The Bronze Age was, however, unique even in ancient times in that the great river valley civilizations relied on metal for production and that metal (copper, tin, lead, etc.) was scarce and had to be procured from afar, from less developed regions. Thus trade involved not just luxuries but also basic requirements, interaction between societies at contrasting levels of technology and social organization, and organization by ruling elites … Bronze Age societies [however] were not inchoate versions of our own.

(Ratnagar 2001: 351)

Over against the processes of divergent development leading to the separation of distinct peoples – and confusion – can be traced no less clearly a process of convergence…. At least in the Old World the peoples accessible to archaeological study were constantly interchanging material objects, ideas and inventions…. What we call Civilization is the product of this collective tradition, transcending all national frontiers.

(Childe 1933: 418–419)

--- Dataset ---
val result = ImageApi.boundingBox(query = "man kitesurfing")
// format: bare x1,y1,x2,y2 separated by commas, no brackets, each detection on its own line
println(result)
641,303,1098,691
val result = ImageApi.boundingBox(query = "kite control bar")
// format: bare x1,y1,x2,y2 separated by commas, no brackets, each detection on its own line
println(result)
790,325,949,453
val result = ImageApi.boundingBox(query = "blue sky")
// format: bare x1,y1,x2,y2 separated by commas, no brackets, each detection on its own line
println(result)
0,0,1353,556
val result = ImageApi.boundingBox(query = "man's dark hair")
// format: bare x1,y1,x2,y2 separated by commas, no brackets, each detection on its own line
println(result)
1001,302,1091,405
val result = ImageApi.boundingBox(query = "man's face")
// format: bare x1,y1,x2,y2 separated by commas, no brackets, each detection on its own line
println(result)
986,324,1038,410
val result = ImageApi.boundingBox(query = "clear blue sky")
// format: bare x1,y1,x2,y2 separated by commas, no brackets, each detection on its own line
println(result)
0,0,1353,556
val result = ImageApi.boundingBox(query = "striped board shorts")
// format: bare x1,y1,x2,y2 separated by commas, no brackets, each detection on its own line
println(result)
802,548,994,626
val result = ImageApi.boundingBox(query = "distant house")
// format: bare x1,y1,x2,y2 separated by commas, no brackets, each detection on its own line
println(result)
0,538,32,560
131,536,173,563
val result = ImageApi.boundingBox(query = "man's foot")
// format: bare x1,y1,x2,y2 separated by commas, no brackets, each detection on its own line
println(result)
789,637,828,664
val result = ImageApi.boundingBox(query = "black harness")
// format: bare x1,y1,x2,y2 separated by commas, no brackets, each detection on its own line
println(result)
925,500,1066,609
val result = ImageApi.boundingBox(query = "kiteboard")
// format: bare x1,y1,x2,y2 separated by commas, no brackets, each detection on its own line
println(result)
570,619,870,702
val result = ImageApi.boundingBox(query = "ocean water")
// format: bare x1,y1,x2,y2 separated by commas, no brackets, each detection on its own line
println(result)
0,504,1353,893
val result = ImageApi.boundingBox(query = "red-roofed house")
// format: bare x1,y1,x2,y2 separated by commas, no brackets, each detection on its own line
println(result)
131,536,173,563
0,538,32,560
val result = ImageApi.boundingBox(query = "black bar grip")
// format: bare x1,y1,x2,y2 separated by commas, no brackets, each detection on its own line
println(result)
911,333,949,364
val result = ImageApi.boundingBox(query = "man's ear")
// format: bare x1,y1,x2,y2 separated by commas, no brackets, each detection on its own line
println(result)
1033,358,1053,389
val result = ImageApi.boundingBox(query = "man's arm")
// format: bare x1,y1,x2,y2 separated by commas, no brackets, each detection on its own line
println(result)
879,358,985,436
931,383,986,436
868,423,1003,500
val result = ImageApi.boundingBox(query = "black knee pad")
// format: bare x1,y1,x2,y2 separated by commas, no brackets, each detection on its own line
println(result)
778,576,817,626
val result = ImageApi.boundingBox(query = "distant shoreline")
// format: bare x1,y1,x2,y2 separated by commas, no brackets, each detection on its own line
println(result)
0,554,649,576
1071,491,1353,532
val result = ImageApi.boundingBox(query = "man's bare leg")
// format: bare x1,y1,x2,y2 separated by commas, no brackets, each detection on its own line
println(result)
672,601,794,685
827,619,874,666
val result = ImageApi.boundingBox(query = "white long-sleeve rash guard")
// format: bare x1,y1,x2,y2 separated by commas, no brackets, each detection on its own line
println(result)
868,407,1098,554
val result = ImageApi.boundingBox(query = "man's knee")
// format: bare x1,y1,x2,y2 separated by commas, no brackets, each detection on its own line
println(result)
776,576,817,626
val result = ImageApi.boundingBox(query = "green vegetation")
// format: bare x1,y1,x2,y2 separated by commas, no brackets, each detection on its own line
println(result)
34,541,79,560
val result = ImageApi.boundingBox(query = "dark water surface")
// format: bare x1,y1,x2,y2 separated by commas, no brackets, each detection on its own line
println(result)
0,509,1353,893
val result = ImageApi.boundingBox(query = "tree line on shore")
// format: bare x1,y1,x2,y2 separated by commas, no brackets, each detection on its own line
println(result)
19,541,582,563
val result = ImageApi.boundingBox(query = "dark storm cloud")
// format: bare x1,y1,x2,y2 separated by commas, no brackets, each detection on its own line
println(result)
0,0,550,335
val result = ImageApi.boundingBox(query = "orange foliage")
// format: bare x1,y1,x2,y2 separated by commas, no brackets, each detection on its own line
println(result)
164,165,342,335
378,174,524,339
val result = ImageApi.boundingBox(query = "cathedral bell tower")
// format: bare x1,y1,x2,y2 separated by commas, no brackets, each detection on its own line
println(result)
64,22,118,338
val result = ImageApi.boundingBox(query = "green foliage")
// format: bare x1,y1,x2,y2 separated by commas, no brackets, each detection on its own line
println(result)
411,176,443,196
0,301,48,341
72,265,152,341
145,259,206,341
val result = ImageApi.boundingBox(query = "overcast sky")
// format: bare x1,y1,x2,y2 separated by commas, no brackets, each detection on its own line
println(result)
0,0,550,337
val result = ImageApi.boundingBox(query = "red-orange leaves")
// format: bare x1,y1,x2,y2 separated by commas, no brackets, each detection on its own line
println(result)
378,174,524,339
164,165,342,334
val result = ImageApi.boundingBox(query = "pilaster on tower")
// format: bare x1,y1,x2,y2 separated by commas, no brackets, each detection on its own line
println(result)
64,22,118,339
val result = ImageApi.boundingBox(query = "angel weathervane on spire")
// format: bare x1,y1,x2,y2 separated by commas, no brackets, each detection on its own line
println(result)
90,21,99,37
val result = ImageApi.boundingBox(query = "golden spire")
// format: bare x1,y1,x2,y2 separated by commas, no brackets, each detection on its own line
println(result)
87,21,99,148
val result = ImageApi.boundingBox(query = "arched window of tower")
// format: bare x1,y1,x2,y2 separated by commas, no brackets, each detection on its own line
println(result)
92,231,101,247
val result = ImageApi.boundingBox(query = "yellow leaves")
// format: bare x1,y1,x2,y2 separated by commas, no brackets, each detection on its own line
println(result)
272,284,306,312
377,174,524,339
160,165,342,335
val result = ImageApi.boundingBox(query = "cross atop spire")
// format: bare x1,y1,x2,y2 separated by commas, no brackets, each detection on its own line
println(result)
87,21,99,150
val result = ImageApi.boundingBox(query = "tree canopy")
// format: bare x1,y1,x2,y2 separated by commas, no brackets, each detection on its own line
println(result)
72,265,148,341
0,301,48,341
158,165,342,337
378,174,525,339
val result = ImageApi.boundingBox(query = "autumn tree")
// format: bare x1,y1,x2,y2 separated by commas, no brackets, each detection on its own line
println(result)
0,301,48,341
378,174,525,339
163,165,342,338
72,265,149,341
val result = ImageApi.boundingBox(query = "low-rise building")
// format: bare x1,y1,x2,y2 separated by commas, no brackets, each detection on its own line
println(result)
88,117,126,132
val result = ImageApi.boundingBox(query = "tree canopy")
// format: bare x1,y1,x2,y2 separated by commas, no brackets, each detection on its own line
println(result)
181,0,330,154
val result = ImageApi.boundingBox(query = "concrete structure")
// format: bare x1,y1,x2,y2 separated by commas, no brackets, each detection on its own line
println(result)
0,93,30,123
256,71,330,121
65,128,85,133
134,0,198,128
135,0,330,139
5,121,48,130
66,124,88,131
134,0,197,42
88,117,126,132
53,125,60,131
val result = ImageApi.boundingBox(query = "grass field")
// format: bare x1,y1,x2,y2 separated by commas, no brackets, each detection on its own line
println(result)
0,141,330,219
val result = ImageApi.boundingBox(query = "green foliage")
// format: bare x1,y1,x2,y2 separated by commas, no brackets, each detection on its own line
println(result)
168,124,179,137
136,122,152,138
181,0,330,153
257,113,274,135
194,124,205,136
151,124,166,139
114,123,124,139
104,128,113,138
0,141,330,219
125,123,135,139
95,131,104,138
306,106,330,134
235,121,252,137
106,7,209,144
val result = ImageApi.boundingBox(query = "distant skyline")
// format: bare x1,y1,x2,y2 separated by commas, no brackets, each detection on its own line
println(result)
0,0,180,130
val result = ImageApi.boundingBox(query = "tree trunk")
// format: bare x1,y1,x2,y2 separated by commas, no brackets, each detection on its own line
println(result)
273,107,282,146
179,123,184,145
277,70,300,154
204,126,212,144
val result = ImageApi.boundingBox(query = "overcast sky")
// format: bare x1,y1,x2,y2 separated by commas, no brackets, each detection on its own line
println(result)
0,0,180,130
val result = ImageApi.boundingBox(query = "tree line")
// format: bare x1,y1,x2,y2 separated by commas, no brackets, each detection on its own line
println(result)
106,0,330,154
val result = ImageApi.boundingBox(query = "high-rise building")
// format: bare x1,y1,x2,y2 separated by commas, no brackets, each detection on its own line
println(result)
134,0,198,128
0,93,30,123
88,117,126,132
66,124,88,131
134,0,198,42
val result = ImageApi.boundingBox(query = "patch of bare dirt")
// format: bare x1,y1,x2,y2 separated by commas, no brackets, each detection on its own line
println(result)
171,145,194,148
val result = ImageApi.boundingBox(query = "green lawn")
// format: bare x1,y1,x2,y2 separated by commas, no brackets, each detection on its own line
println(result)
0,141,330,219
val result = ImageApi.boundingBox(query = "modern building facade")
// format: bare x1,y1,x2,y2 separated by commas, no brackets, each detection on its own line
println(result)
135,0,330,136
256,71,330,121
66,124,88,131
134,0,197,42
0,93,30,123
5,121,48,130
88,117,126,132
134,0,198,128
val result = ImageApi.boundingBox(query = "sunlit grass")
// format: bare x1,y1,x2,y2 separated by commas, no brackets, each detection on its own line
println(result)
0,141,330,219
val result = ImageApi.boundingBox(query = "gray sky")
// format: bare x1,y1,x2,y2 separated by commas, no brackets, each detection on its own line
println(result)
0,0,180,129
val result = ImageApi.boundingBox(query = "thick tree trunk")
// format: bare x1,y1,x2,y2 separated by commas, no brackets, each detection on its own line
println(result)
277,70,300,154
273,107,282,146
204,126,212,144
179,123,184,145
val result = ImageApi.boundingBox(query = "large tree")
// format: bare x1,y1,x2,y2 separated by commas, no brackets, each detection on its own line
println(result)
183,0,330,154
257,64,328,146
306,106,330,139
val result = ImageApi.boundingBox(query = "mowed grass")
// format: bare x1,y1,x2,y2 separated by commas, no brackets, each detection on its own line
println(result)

--- What you have to do ---
Reproduce the full text on Bronze Age trade and convergence above, word for word, including its citations.

--- Worked solution ---
The Bronze Age was, however, unique even in ancient times in that the great river valley civilizations relied on metal for production and that metal (copper, tin, lead, etc.) was scarce and had to be procured from afar, from less developed regions. Thus trade involved not just luxuries but also basic requirements, interaction between societies at contrasting levels of technology and social organization, and organization by ruling elites … Bronze Age societies [however] were not inchoate versions of our own.

(Ratnagar 2001: 351)

Over against the processes of divergent development leading to the separation of distinct peoples – and confusion – can be traced no less clearly a process of convergence…. At least in the Old World the peoples accessible to archaeological study were constantly interchanging material objects, ideas and inventions…. What we call Civilization is the product of this collective tradition, transcending all national frontiers.

(Childe 1933: 418–419)